■ **EXERCISE**
Identify the line in which "Objective — for every instance of the child" appears, then reproduce that line and all remaining lines of the records word for word.

■ **DATA SUPPLIED**

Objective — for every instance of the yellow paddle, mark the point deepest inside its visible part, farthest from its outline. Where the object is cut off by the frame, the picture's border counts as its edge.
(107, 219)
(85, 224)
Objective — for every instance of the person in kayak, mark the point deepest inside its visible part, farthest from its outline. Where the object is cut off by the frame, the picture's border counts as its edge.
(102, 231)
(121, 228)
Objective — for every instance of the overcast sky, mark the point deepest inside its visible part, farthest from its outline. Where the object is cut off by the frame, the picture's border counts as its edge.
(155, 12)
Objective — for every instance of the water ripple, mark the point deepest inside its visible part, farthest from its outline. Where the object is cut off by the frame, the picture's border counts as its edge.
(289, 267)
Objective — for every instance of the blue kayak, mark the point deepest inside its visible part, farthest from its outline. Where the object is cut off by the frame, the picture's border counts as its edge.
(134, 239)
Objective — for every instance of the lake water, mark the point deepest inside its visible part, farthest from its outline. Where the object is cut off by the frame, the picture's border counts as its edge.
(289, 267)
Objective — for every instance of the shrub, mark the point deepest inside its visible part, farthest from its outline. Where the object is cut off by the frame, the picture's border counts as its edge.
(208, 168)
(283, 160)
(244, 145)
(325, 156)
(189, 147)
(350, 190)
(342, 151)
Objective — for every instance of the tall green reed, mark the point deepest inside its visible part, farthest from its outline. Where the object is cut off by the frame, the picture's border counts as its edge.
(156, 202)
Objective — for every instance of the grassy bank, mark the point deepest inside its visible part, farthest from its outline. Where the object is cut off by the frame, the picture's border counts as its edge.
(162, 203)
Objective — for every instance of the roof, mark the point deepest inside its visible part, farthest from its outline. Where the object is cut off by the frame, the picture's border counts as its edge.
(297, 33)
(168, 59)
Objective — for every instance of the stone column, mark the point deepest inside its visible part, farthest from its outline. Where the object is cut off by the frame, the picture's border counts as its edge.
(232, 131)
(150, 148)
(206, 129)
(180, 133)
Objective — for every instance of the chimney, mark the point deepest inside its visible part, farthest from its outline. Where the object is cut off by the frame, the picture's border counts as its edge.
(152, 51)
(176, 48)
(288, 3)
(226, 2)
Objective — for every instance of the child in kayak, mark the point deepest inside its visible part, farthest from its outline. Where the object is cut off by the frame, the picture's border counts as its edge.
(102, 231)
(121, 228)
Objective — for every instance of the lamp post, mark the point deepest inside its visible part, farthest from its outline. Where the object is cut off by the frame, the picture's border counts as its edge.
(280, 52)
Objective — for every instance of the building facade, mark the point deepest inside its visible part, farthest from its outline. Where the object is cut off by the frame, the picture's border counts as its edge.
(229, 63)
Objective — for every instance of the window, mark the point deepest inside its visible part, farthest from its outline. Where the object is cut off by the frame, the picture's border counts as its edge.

■ **YOUR SOLUTION**
Objective — for every instance of the child in kayak, mark the point deepest inside its visible part, farthest from its outline. Where the object is cut off by the frame, the picture's border counts as its edge.
(102, 231)
(121, 228)
Objective — for every instance of the lamp post, mark the point deepest inside its visible part, farthest from its outline. Where the object is cut off by the frame, the picture's border counts as its edge.
(280, 52)
Objective — for every instance of the building facade, mark the point deepest inside its visible part, farthest from its outline. Where the object is cut off by the frame, the picture's border counts as its edge.
(229, 63)
Objective — for every instance of the window, mark the point deepest inside its visible part, farthest from its outline. Where the object is cut off by the frame, the picture's border counts as its edge.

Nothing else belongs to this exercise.